■ **Task prompt**: Whenever a line below holds the word "pearl", copy that line.

━━ Data for processing

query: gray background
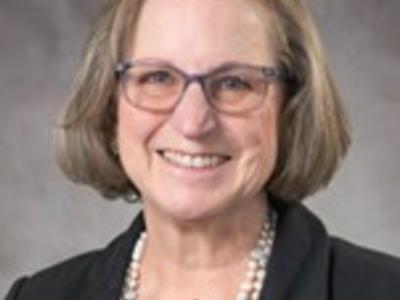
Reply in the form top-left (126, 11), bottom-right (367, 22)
top-left (1, 0), bottom-right (399, 296)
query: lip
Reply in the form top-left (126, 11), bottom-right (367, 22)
top-left (156, 149), bottom-right (232, 171)
top-left (157, 148), bottom-right (231, 158)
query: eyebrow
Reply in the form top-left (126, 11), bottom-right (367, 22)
top-left (126, 57), bottom-right (274, 72)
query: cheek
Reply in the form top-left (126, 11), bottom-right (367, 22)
top-left (237, 99), bottom-right (281, 185)
top-left (245, 116), bottom-right (278, 170)
top-left (257, 117), bottom-right (279, 170)
top-left (118, 104), bottom-right (144, 145)
top-left (256, 89), bottom-right (283, 166)
top-left (116, 100), bottom-right (165, 171)
top-left (117, 101), bottom-right (161, 149)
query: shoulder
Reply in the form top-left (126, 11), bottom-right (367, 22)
top-left (5, 250), bottom-right (103, 300)
top-left (330, 237), bottom-right (400, 299)
top-left (331, 237), bottom-right (400, 275)
top-left (270, 199), bottom-right (400, 300)
top-left (5, 213), bottom-right (144, 300)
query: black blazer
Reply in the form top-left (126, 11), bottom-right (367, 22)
top-left (5, 202), bottom-right (400, 300)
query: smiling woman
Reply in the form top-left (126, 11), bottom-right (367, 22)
top-left (115, 0), bottom-right (284, 225)
top-left (5, 0), bottom-right (400, 300)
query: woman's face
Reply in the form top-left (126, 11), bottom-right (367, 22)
top-left (117, 0), bottom-right (284, 221)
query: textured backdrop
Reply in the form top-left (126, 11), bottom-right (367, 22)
top-left (1, 0), bottom-right (399, 296)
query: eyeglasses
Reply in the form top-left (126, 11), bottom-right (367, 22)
top-left (115, 59), bottom-right (286, 114)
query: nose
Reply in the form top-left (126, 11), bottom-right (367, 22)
top-left (169, 81), bottom-right (218, 139)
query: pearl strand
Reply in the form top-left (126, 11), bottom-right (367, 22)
top-left (120, 212), bottom-right (276, 300)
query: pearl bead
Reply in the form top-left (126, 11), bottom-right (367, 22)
top-left (253, 280), bottom-right (263, 292)
top-left (129, 261), bottom-right (140, 272)
top-left (246, 269), bottom-right (257, 280)
top-left (256, 269), bottom-right (266, 280)
top-left (262, 247), bottom-right (272, 256)
top-left (251, 292), bottom-right (259, 300)
top-left (123, 290), bottom-right (136, 299)
top-left (236, 291), bottom-right (250, 300)
top-left (257, 239), bottom-right (267, 247)
top-left (129, 269), bottom-right (139, 280)
top-left (250, 248), bottom-right (265, 260)
top-left (240, 281), bottom-right (253, 292)
top-left (126, 277), bottom-right (138, 288)
top-left (248, 260), bottom-right (258, 270)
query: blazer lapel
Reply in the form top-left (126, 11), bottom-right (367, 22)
top-left (260, 202), bottom-right (331, 300)
top-left (82, 212), bottom-right (145, 300)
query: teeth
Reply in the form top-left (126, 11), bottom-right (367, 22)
top-left (161, 151), bottom-right (227, 168)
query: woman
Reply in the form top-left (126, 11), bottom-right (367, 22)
top-left (6, 0), bottom-right (400, 299)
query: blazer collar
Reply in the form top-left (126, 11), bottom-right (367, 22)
top-left (260, 201), bottom-right (331, 300)
top-left (83, 212), bottom-right (145, 300)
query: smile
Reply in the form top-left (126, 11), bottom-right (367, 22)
top-left (158, 150), bottom-right (231, 169)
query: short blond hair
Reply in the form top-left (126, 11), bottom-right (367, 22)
top-left (56, 0), bottom-right (350, 202)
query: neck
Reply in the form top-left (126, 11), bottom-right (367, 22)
top-left (141, 192), bottom-right (269, 270)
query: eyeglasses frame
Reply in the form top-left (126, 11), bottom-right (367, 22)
top-left (115, 59), bottom-right (288, 114)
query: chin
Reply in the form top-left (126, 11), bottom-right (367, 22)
top-left (144, 191), bottom-right (236, 224)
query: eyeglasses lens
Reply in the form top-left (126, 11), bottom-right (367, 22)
top-left (120, 63), bottom-right (269, 113)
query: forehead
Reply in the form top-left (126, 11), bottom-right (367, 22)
top-left (128, 0), bottom-right (278, 70)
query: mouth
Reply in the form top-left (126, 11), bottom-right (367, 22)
top-left (157, 149), bottom-right (231, 169)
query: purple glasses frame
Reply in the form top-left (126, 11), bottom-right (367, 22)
top-left (115, 59), bottom-right (288, 114)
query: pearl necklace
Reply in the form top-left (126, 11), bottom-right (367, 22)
top-left (120, 211), bottom-right (276, 300)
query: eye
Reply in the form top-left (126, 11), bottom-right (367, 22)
top-left (138, 70), bottom-right (174, 85)
top-left (216, 76), bottom-right (252, 91)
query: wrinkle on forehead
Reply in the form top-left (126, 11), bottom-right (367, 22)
top-left (129, 0), bottom-right (278, 71)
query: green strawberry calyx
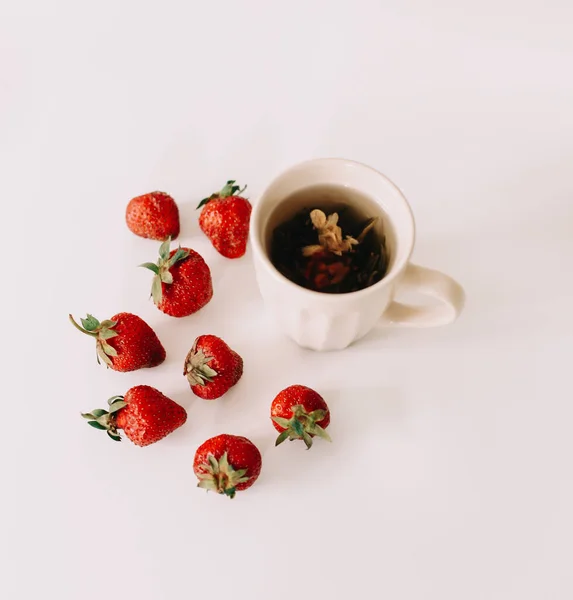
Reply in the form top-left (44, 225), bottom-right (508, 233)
top-left (272, 404), bottom-right (332, 450)
top-left (140, 236), bottom-right (189, 305)
top-left (69, 313), bottom-right (120, 367)
top-left (197, 180), bottom-right (247, 209)
top-left (196, 452), bottom-right (250, 499)
top-left (81, 395), bottom-right (127, 442)
top-left (183, 340), bottom-right (218, 386)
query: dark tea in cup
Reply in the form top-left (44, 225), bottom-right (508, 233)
top-left (269, 184), bottom-right (389, 294)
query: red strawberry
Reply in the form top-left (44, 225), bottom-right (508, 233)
top-left (193, 434), bottom-right (262, 499)
top-left (69, 312), bottom-right (166, 371)
top-left (126, 191), bottom-right (180, 241)
top-left (270, 384), bottom-right (331, 449)
top-left (141, 237), bottom-right (213, 317)
top-left (197, 180), bottom-right (252, 258)
top-left (183, 335), bottom-right (243, 400)
top-left (82, 385), bottom-right (187, 446)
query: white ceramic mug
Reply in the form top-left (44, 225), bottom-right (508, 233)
top-left (250, 158), bottom-right (465, 351)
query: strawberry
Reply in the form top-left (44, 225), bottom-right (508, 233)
top-left (183, 335), bottom-right (243, 400)
top-left (141, 237), bottom-right (213, 317)
top-left (197, 180), bottom-right (252, 258)
top-left (126, 191), bottom-right (180, 241)
top-left (82, 385), bottom-right (187, 446)
top-left (69, 312), bottom-right (166, 371)
top-left (270, 384), bottom-right (331, 449)
top-left (193, 434), bottom-right (262, 499)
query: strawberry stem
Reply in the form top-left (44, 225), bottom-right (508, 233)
top-left (197, 181), bottom-right (247, 208)
top-left (273, 404), bottom-right (331, 449)
top-left (68, 314), bottom-right (98, 337)
top-left (221, 182), bottom-right (246, 197)
top-left (141, 237), bottom-right (190, 306)
top-left (196, 452), bottom-right (250, 499)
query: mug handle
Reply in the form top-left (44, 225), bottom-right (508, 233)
top-left (382, 263), bottom-right (465, 327)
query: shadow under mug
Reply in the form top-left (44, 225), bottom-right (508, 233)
top-left (250, 158), bottom-right (465, 351)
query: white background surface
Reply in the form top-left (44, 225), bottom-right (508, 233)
top-left (2, 1), bottom-right (573, 598)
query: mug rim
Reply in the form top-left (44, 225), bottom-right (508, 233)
top-left (250, 157), bottom-right (416, 301)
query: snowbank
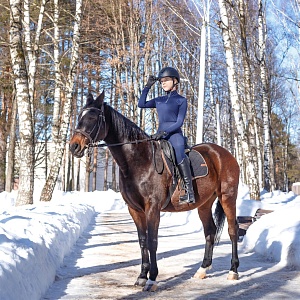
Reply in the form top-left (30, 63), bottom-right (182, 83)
top-left (0, 200), bottom-right (95, 300)
top-left (0, 186), bottom-right (300, 300)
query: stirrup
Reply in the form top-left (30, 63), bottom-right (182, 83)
top-left (179, 189), bottom-right (195, 204)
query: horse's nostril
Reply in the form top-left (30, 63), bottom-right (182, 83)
top-left (70, 143), bottom-right (79, 153)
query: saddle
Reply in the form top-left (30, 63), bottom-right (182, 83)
top-left (159, 140), bottom-right (208, 209)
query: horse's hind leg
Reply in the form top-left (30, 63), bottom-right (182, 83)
top-left (221, 194), bottom-right (239, 280)
top-left (194, 207), bottom-right (216, 279)
top-left (227, 218), bottom-right (239, 280)
top-left (128, 207), bottom-right (150, 286)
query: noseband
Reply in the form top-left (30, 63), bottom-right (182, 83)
top-left (74, 104), bottom-right (106, 147)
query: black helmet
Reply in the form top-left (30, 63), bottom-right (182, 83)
top-left (157, 67), bottom-right (180, 83)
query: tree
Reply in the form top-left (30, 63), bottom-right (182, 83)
top-left (0, 12), bottom-right (15, 192)
top-left (258, 0), bottom-right (275, 192)
top-left (9, 0), bottom-right (34, 205)
top-left (40, 0), bottom-right (83, 201)
top-left (217, 0), bottom-right (259, 199)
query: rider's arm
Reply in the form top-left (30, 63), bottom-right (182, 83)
top-left (138, 87), bottom-right (156, 108)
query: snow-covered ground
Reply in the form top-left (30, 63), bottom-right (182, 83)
top-left (0, 185), bottom-right (299, 300)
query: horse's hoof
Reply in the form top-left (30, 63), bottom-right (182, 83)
top-left (135, 277), bottom-right (147, 286)
top-left (194, 271), bottom-right (206, 279)
top-left (227, 270), bottom-right (239, 280)
top-left (143, 279), bottom-right (158, 292)
top-left (193, 265), bottom-right (212, 279)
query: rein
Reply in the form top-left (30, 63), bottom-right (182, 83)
top-left (87, 137), bottom-right (153, 149)
top-left (87, 138), bottom-right (163, 174)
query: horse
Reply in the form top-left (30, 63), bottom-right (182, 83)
top-left (69, 91), bottom-right (240, 292)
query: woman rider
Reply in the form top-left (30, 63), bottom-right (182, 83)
top-left (138, 67), bottom-right (195, 204)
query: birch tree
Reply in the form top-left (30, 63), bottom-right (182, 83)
top-left (9, 0), bottom-right (34, 205)
top-left (258, 0), bottom-right (275, 192)
top-left (5, 93), bottom-right (17, 192)
top-left (51, 0), bottom-right (62, 162)
top-left (237, 0), bottom-right (260, 198)
top-left (40, 0), bottom-right (83, 201)
top-left (0, 51), bottom-right (14, 192)
top-left (23, 0), bottom-right (46, 115)
top-left (218, 0), bottom-right (260, 199)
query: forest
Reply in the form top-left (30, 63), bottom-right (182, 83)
top-left (0, 0), bottom-right (299, 205)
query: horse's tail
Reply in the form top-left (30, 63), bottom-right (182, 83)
top-left (213, 200), bottom-right (226, 245)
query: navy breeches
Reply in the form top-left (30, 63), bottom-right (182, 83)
top-left (167, 132), bottom-right (186, 164)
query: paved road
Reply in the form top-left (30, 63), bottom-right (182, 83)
top-left (43, 211), bottom-right (300, 299)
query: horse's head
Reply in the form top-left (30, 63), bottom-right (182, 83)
top-left (69, 91), bottom-right (107, 158)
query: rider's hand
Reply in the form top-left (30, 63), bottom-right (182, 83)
top-left (145, 75), bottom-right (158, 88)
top-left (151, 131), bottom-right (168, 140)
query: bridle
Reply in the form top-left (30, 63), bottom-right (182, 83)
top-left (74, 103), bottom-right (152, 149)
top-left (74, 104), bottom-right (106, 148)
top-left (74, 103), bottom-right (163, 173)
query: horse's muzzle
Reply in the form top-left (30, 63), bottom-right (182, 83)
top-left (69, 142), bottom-right (85, 158)
top-left (69, 133), bottom-right (88, 158)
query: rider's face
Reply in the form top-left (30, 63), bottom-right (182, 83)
top-left (160, 77), bottom-right (177, 92)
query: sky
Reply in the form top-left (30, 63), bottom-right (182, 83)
top-left (0, 185), bottom-right (300, 300)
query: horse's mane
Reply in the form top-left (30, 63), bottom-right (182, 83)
top-left (106, 103), bottom-right (149, 141)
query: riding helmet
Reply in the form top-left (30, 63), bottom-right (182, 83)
top-left (157, 67), bottom-right (180, 83)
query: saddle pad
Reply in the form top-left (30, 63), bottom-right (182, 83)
top-left (188, 150), bottom-right (208, 178)
top-left (162, 145), bottom-right (208, 179)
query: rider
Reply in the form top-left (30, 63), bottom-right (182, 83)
top-left (138, 67), bottom-right (195, 204)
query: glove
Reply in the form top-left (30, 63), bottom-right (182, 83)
top-left (151, 131), bottom-right (168, 140)
top-left (145, 75), bottom-right (158, 88)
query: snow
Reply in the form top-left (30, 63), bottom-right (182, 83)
top-left (0, 185), bottom-right (299, 300)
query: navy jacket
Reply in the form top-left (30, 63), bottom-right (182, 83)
top-left (138, 87), bottom-right (187, 134)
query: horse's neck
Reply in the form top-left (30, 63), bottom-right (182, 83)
top-left (108, 146), bottom-right (130, 177)
top-left (104, 109), bottom-right (142, 177)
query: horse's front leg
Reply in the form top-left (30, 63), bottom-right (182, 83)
top-left (139, 204), bottom-right (160, 292)
top-left (128, 207), bottom-right (150, 287)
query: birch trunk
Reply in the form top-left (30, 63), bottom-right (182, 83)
top-left (0, 119), bottom-right (6, 191)
top-left (92, 148), bottom-right (98, 191)
top-left (40, 0), bottom-right (83, 201)
top-left (76, 159), bottom-right (81, 191)
top-left (5, 94), bottom-right (17, 192)
top-left (218, 0), bottom-right (260, 199)
top-left (258, 0), bottom-right (275, 192)
top-left (196, 21), bottom-right (206, 144)
top-left (215, 98), bottom-right (221, 145)
top-left (206, 1), bottom-right (219, 144)
top-left (10, 0), bottom-right (34, 205)
top-left (103, 149), bottom-right (109, 191)
top-left (112, 159), bottom-right (117, 191)
top-left (238, 0), bottom-right (260, 199)
top-left (51, 0), bottom-right (62, 163)
top-left (23, 0), bottom-right (46, 116)
top-left (139, 0), bottom-right (153, 129)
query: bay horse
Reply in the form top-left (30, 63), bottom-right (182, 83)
top-left (69, 91), bottom-right (240, 291)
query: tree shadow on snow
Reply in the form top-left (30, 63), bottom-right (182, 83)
top-left (43, 212), bottom-right (300, 300)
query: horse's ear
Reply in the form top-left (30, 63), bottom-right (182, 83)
top-left (95, 90), bottom-right (105, 107)
top-left (86, 93), bottom-right (94, 105)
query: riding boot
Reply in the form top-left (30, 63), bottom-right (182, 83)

━━━━

■ **Exercise solution**:
query: pearl strand
query: pearl bead
query: pearl necklace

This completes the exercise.